Now, assuming that the value was smaller than the root, we can go to the left child and compare again. If the value now is larger than the child, we can continue into the child’s right subtree. We continue this until we have found the value in a node, or until we reach an empty child. If we reach an empty child we know that the value is not in the tree. Here is a possible implementation of a method that returns true if the element is in the tree:

datatype BST:
    ...
    contains(elem):
        node = root
        while node is not null:
            if elem == node.elem:
                return true
            else if elem < node.elem:
                node = node.left
            else if elem > node.elem:
                node = node.right
        return false

Inserting into a BST

When we want to insert an element we first have to search for it, similar to what we did above. If it already exists we don’t have to do anything, and if it isn’t in the tree we create a new node and attach it to the right place. But how do we know where to add the new node? The variable node becomes null if the element isn’t found, so we have nothing to attach the node to – instead we want to attach the new node to the previous tree node that we looked at. The solution is to add another temporary variable, parent, which points to the parent of node – i.e., its value in the previous iteration.

Now, after we have completed the search, and the element wasn’t found, we can simply create a new node and attach it as a child to parent. Depending on if the element is smaller or larger than the parent element, we make it a left or right child. Alternatively, if the tree is empty then we have to attach the new node directly to the root.

datatype BST:
    ...
    add(elem):
        // Search for the parent of the new node.
        parent = null
        node = root
        while node is not null:
            parent = node
            if elem == node.elem
                return  // The element is already in the BST, so we do nothing.

_Directive A_.
Reproduce the records with "pine tree" replaced by "spruce" wherever it occurs, leaving everything else unchanged.

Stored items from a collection
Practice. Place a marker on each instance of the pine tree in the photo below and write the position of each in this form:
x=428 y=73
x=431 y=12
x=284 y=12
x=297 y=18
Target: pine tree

_Directive B_.
In the binary search tree extract, what does the temporary variable parent point to?

_Written response A_.
Practice. Place a marker on each instance of the spruce in the photo below and write the position of each in this form:
x=428 y=73
x=431 y=12
x=284 y=12
x=297 y=18
Target: spruce

_Written response B_.
It points to the parent of node, meaning its value in the previous iteration.